= Your goal =
When you reach the line that contains "the cat leg" in the data below, start reproducing lines exactly, and stop after the line that contains "the green bowl in".

== The records ==

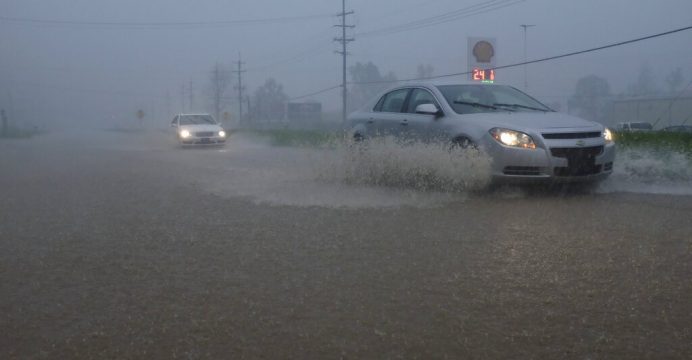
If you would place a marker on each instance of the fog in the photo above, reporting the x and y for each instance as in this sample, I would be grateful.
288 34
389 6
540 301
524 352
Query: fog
98 65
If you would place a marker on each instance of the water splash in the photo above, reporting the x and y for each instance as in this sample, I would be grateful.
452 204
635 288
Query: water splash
389 162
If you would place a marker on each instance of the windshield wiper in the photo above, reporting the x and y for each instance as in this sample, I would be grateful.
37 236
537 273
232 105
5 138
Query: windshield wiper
522 107
476 104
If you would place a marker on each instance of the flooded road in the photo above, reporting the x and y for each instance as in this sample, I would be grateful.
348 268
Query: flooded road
124 246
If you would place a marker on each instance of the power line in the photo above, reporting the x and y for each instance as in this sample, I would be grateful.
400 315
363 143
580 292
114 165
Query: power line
240 87
286 19
315 93
453 15
344 40
672 102
580 52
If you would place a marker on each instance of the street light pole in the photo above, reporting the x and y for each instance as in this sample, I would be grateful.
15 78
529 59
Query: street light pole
526 77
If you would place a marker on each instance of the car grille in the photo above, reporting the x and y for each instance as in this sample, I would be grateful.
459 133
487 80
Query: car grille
577 152
576 135
522 170
580 161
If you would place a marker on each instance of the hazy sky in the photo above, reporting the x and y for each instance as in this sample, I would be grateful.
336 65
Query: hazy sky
96 73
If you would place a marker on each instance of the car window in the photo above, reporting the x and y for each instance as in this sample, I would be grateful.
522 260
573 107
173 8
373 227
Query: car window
197 120
394 101
420 97
465 99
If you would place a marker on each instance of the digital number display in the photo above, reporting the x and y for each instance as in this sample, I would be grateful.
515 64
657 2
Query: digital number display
483 75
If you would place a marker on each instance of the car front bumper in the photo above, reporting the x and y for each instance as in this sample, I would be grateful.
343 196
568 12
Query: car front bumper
202 140
556 161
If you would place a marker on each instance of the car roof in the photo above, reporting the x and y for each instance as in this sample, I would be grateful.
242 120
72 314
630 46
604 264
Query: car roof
437 82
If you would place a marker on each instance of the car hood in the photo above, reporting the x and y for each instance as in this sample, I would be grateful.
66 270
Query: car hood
532 120
201 127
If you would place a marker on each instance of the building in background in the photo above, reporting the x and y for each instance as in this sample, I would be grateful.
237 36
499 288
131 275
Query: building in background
660 111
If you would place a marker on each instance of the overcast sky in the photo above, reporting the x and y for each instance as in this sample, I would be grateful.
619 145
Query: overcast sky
103 72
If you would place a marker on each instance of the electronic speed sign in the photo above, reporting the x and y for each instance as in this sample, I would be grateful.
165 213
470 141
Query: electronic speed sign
481 55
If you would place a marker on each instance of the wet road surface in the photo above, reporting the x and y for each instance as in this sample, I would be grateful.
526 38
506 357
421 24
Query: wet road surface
124 246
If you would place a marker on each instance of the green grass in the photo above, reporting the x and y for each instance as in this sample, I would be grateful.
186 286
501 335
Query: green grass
657 141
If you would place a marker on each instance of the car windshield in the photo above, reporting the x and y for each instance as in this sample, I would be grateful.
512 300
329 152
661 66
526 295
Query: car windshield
641 126
469 99
197 120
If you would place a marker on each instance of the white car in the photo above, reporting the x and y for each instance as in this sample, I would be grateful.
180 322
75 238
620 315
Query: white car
198 129
525 139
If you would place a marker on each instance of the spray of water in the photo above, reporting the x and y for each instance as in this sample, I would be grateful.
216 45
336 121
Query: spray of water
390 162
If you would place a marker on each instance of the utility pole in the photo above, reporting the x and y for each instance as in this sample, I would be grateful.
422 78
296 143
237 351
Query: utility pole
192 96
168 103
182 98
240 87
344 42
526 77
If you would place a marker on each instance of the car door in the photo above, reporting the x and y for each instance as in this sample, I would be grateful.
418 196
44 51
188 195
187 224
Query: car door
421 127
389 117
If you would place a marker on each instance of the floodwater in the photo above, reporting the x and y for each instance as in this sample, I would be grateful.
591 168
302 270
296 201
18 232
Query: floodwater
122 245
385 174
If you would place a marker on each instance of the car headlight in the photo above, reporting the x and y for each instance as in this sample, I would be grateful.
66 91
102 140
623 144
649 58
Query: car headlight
513 138
608 136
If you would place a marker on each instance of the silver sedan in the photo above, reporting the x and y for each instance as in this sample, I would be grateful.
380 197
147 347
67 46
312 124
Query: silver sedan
525 139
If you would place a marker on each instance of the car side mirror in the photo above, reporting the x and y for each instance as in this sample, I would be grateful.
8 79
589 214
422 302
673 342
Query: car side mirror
428 109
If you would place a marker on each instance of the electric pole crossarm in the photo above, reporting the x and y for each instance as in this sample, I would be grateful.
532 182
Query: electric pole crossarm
344 41
240 86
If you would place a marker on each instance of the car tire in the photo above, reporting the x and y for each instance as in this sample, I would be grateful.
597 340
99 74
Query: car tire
463 143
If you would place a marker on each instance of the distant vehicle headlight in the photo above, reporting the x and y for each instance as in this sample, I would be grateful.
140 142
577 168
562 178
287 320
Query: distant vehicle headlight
513 138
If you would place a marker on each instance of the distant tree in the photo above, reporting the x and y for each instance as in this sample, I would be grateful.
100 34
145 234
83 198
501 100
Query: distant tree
361 93
646 83
591 97
219 82
424 71
675 80
269 101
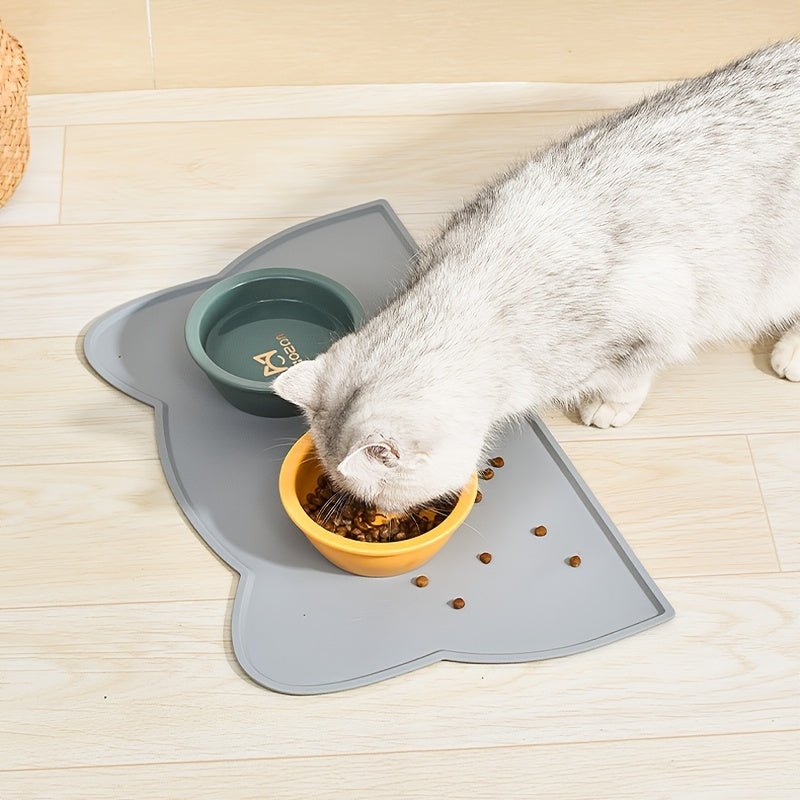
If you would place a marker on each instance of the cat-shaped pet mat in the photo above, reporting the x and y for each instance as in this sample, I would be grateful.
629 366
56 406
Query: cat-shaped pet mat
299 624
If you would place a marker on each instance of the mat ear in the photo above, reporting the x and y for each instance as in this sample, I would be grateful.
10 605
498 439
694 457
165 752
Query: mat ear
300 384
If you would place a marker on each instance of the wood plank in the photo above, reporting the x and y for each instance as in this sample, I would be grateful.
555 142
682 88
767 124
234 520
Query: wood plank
686 506
367 100
777 460
734 767
86 420
37 199
290 168
88 534
156 682
117 262
247 42
55 410
100 533
82 45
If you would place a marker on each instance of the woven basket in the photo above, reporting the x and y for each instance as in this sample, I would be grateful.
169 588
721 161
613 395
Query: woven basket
14 139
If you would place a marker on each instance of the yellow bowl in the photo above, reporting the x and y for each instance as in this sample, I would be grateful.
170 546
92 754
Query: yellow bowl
298 478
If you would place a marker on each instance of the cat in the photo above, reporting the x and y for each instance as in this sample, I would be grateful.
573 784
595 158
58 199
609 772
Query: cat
572 279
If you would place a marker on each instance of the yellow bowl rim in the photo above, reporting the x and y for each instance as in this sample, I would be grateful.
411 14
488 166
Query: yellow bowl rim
291 503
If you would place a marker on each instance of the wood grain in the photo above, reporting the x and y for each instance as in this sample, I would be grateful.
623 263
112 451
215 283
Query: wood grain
370 100
709 767
777 460
117 262
250 42
686 506
730 389
82 45
156 682
288 168
37 199
55 410
89 534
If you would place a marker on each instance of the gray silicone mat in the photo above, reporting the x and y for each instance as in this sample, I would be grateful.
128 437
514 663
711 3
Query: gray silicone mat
299 624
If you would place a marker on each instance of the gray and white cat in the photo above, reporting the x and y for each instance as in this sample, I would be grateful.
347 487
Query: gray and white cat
574 278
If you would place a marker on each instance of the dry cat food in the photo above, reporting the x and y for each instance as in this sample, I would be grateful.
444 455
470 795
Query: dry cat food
352 519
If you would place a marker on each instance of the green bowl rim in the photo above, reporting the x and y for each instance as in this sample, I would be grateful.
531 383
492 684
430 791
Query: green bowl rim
200 308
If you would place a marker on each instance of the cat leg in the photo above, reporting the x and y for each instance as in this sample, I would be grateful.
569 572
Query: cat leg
618 405
786 354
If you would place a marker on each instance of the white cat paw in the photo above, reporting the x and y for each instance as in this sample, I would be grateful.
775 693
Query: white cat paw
786 357
606 414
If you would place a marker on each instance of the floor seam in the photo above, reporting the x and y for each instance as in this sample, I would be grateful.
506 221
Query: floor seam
432 750
764 502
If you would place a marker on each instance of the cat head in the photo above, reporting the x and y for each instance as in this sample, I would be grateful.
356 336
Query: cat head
380 441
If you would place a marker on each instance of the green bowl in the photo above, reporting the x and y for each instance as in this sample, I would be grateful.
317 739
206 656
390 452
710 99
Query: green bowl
247 329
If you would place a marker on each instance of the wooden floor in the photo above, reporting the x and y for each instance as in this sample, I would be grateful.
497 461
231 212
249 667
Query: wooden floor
116 672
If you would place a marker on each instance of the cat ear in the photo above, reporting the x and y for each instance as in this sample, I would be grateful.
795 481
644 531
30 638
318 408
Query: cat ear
370 460
300 384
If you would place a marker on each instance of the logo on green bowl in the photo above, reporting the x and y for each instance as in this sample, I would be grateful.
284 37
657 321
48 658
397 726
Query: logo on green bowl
291 358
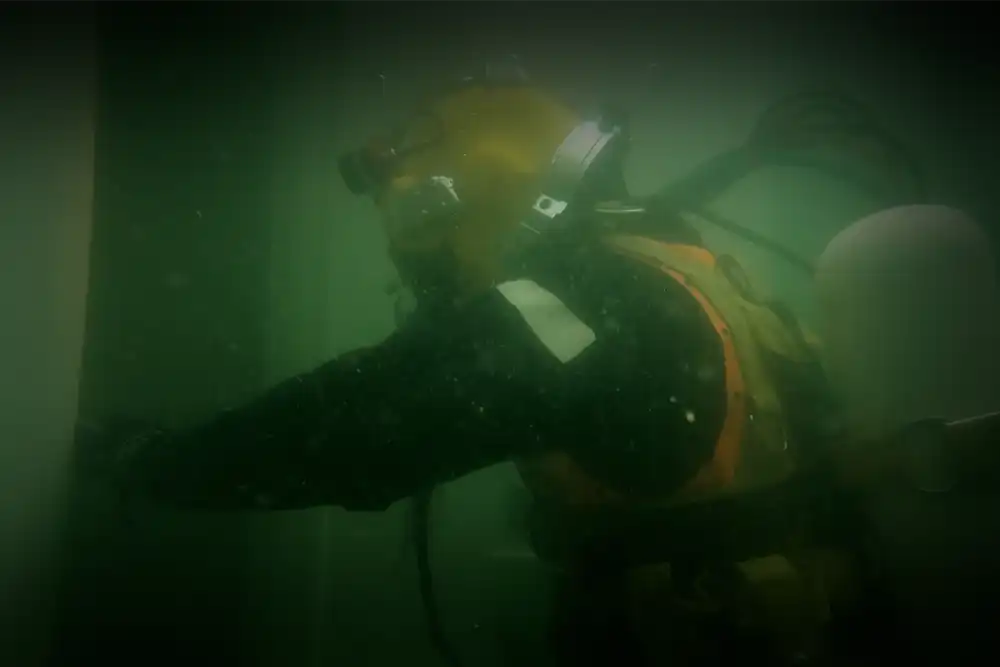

===

= Result below =
If you would place a marker on each instance of the cat leg in the photo above, reporting the x and y for each instance as in this sample, I would be grateful.
569 572
Query: cat leg
618 405
786 354
If you would place a marker on each instance of the white cat paw in the photo above, reporting the x and y for each instance as in this sample, I would be grateful.
775 693
Query: white cat paw
786 357
606 414
If you would place a marker on each instance of the floor seam in the photo above, reporting the x and y for each instance as in this sample, I would be grateful.
506 221
Query: floor seam
432 750
764 502
If you would place a marker on each instance of the cat head in the photo above, reporting the x and y for each instance as in this sample, I would be grateful.
356 336
Query: cat head
380 441
If you would place a marker on each instance of the green bowl in the photo above, reporting the x and y for each instance as in this sample, I would be grateful.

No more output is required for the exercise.